» **WHAT IS NEEDED**
Can you reproduce the stretch of the SNP post from "i-fe6dacc467955bebcb9426d7d42e13f2-chinjap.png" through "won't mean anything...." with "random SNPs" renamed to "unselected SNPs"?

How many SNPs to distinguish Japanese & Chinese?

A new paper in PLoS, Rapid Assessment of Genetic Ancestry in Populations of Unknown Origin by Genome-Wide Genotyping of Pooled Samples:

Many association studies have been published looking for genetic variants contributing to a variety of human traits such as obesity, diabetes, and height. Because the frequency of genetic variants can differ across populations, it is important to have estimates of genetic ancestry in the individuals being studied. In this study, we were able to measure genetic ancestry in populations of mixed ancestry by genotyping pooled, rather than individual, DNA samples. This represents a rapid and inexpensive means for modeling genetic ancestry and thus could facilitate future association or population-genetic studies in populations of unknown ancestry for which whole-genome data do not already exist.

All fine & good. But I thought figure 4 was interesting. I've highlighted the part that I thought noteworthy:

i-fe6dacc467955bebcb9426d7d42e13f2-chinjap.png

The panel on the left shows that with 420 Ancestrally Informative Markers (AIMS) you can separate the Japanese and Chinese (from Beijing) pretty well. These are markers which exhibit a lot of between population variation. But note the last section: with 3,100 random SNPs you can generate the same separation. And remember that you'd need way fewer markers for African populations, since they have more diversity. In any case, I'll keep these numbers in mind when people ask me genetic distance related questions and I know that Fst numbers won't mean anything....

Citation: K. Chiang CW, Z. Gajdos ZK, Korn JM, Kuruvilla FG, Butler JL, et al. 2010 Rapid Assessment of Genetic Ancestry in Populations of Unknown Origin by Genome-Wide Genotyping of Pooled Samples. PLoS Genet 6(3): e1000866. doi:10.1371/journal.pgen.1000866

More like this

Genome-Wide Association Study in Asian Populations Identifies Variants in ETS1 and WDFY4 Associated with Systemic Lupus Erythematosus: In this study, we first conducted a genome-wide association study in a Hong Kong Chinese population, followed by replication in three other cohorts from Mainland…
It is well known that different ethnic groups vary when it comes to diseases such as Type II Diabetes. Or, more specifically they vary in terms of risk, all things equal (if you use an online Type II Diabetes calculator you'll see immediately as they sometimes have a parameter for ethnicity).…
A few days ago I pointed to a paper which suggests the possible utility of looking at selection on standing genetic variation on quantitative traits to get a sense of the role of adaptation in the human genome. We humans like to think we're a complex species, so I see no a priori reason why our…
I was planning to write a long article on this recent paper in PLoS Genetics, but p-ter at Gene Expression and G at Popgen ramblings have both covered the central message very well. So if you haven't read those articles, already, go and do so now - when you come back, I want to talk about the…

I think that a length post summing up this kind of question, the difference between neutral markers (which Cavalli-Sforza tried to use) and significant difference (e.g. lactose intolerance), and the idea that groups are populations defined statistically by mixes of genes, rather than identities, and putting it in common sense language, would be valuable.

» **DATA PROVIDED**
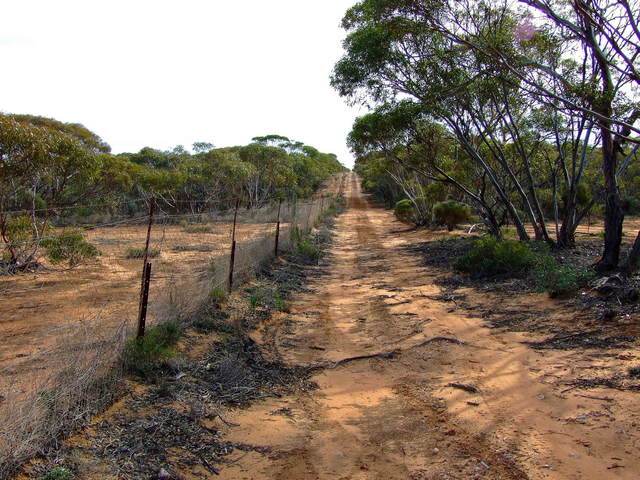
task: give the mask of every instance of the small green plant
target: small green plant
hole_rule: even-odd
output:
[[[416,207],[408,198],[398,201],[393,209],[393,214],[402,223],[413,223],[416,213]]]
[[[420,208],[416,208],[416,204]],[[427,208],[427,200],[424,197],[415,199],[415,203],[405,198],[396,203],[393,214],[402,223],[411,225],[426,225],[431,220],[429,209]]]
[[[176,322],[167,322],[148,329],[144,337],[129,340],[124,352],[127,371],[143,378],[153,376],[174,355],[173,346],[181,333]]]
[[[38,480],[71,480],[72,478],[73,473],[68,468],[55,467],[39,477]]]
[[[235,327],[227,321],[228,318],[229,314],[221,310],[205,311],[196,318],[193,322],[193,327],[199,333],[215,331],[218,333],[232,334],[235,332]]]
[[[559,264],[549,256],[540,256],[534,271],[538,291],[552,298],[575,293],[593,277],[593,272],[574,265]]]
[[[80,230],[51,235],[42,241],[42,246],[54,265],[66,263],[69,267],[75,267],[100,254],[94,245],[85,240]]]
[[[322,257],[322,251],[308,238],[296,243],[296,253],[307,262],[316,263]]]
[[[159,248],[150,248],[147,257],[156,258],[159,255],[160,255]],[[125,250],[124,256],[126,258],[135,258],[135,259],[144,258],[144,248],[129,247]]]
[[[527,243],[484,237],[456,261],[454,268],[477,277],[520,275],[528,272],[536,259],[537,254]]]
[[[283,312],[287,309],[287,304],[279,290],[273,292],[273,305],[278,312]]]
[[[445,225],[447,230],[453,230],[457,225],[471,217],[471,209],[464,203],[447,200],[433,206],[433,218],[439,225]]]
[[[251,308],[258,308],[262,304],[262,298],[257,293],[252,293],[249,297],[249,306]]]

» **ANSWER TO THIS PROBLEM**
i-fe6dacc467955bebcb9426d7d42e13f2-chinjap.png

The panel on the left shows that with 420 Ancestrally Informative Markers (AIMS) you can separate the Japanese and Chinese (from Beijing) pretty well. These are markers which exhibit a lot of between population variation. But note the last section: with 3,100 unselected SNPs you can generate the same separation. And remember that you'd need way fewer markers for African populations, since they have more diversity. In any case, I'll keep these numbers in mind when people ask me genetic distance related questions and I know that Fst numbers won't mean anything....